Traffic turnaround to e-mobility: How many charging stations does Germany need?

Status: 05/06/2023 3:23 p.m

Depending on the region, the differences in public charging infrastructure are still large. The automotive industry is calling for a higher pace of expansion. Some experts, on the other hand, prefer to focus on private sockets.

When Rainer Kling drives through the streets of his home town, he discovers a charging station on almost every corner. “There’s a car there, then you have one here. And when we drive around the curve, there’s another one here too,” Kling points out from his red Renault. However, the pensioner from Schmitten in Hesse is not referring to public but to private charging stations, the so-called wall boxes, which anyone can have installed. “Here in Schmitten, it’s definitely the case that the home wall box is crucial,” says Kling.

His observation from the commuter belt of Frankfurt am Main can be transferred to the whole of Germany: Many drivers of electric cars now have their own charging station at home. This is not surprising, because the federal government had been financially subsidizing such wall boxes on residential buildings since autumn 2020, with up to 900 euros per unit, via the state credit institution for reconstruction (KfW). The grant has now expired.

Boom in private wall boxes

According to statistics from the National Center for Charging Infrastructure, exactly 688,562 of the subsidized charging stations have been put into operation to date. A further 285,887 wall boxes are still being planned. But it was not only private individuals who benefited from state funds. KfW also launched a funding program for municipal and company car fleets. If you add everything up – including an unknown number of non-subsidized wall boxes – you probably come up with more than a million private and commercial charging stations for electric cars in Germany.

This means that there is presumably one charging point for every purely electric car in Germany. Because the Federal Motor Transport Authority put the number of electric cars registered in Germany as of January 1, 2023 at 1.01 million. There are also almost 865,000 plug-in hybrids.

Discussion about public charging infrastructure

In the public discussion, however, private wall boxes often only seem to play a subordinate role. In its charging station ranking, for example, the automobile association VDA only focuses on public infrastructure. At the end of April, the association published its new annual evaluation. Conclusion from VDA President Hildegard Müller: The expansion of the charging infrastructure is still lagging behind. “Germany finally needs more speed and determination when it comes to expansion,” said Müller.

════

#### Task requirements
1. Answer from the article on charging stations in Germany:
(a) Up to how many euros per unit did the federal government subsidize wall boxes?
(b) How many electric cars did the Federal Motor Transport Authority count as registered in Germany as of January 1, 2023?
(c) Who is the president of the VDA?
2. Translate this sentence from the charging station article into Spanish: "In its charging station ranking, for example, the automobile association VDA only focuses on public infrastructure."
3. Write what comes next in the article on charging stations in Germany, starting after its final sentence.
The listing is separate material, unrelated to the article on charging stations in Germany.

#### Dataset excerpt
════

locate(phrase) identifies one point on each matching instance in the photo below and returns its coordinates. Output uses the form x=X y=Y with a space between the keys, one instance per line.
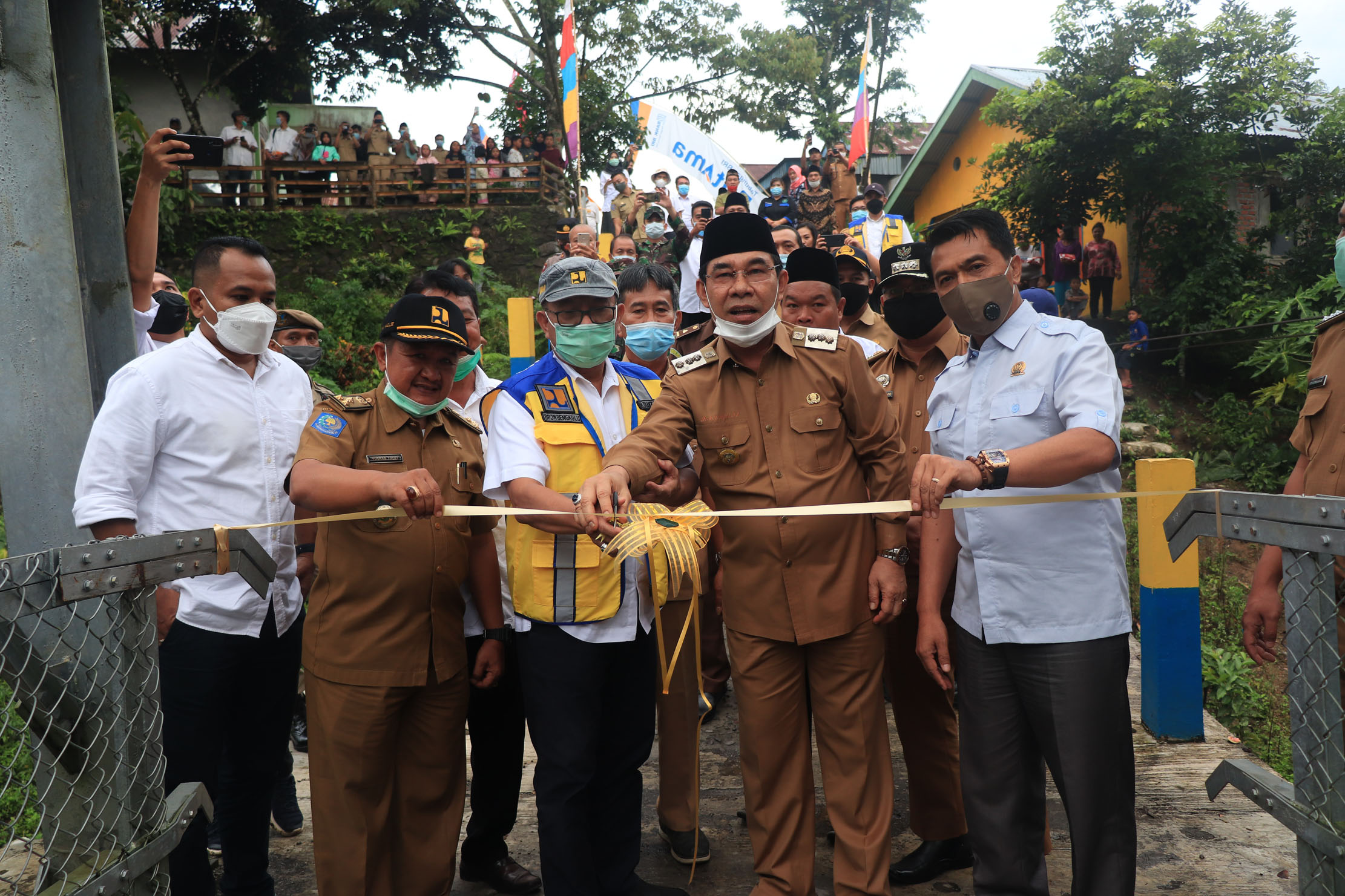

════

#### Written responses
1.
(a) Up to 900 euros per unit.
(b) 1.01 million.
(c) Hildegard Müller.

2. En su clasificación de estaciones de carga, por ejemplo, la asociación automovilística VDA solo se centra en la infraestructura pública.

3.
The statistics of the Federal Network Agency, which the VDA evaluates in detail per region, recorded 80,541 public charging stations at the beginning of the year. On average, around 23 electric cars – pure electric cars and plug-in hybrids – share a public charging point. However, the differences within Germany are enormous: while in the city of Emden there are 5.9 e-cars per public charging station, in Offenbach 116.9 e-cars have to fight for a charging point in the city.

Expansion goal of federal government in danger

In an interview with the Hessian radio reminds VDA President Müller of the federal government’s goal: by 2030, 15 million electric cars should be driving on Germany’s roads and one million public charging stations should be available. “I don’t want to just hold on to this one million,” says Müller. “But it is clear that if we continue at this speed, it will definitely not be enough.”

Of course it would be wonderful if the number of private wall boxes increased. “But if the new normal is to be the electric car, then that’s going to happen in the big cities, where people live in rented apartments and don’t have their own parking spaces,” says Müller.

Charge at home and at work

Till Gnann, who works at the Fraunhofer Institute for Systems and Innovation Research in Karlsruhe and coordinates the electromobility department there, sees things a little differently. “The question is: do I really need that much public charging infrastructure?” the expert points out. With charging options at home and at work, you can achieve just as much or more.

In his presentations, Gnann likes to back up his arguments with numbers like these: Around 60 percent of all car drivers have their own garage. And half of all cars in Germany are in communities with fewer than 20,000 inhabitants.

According to the government’s plan, 15 million e-cars are to be on the road in Germany by 2030.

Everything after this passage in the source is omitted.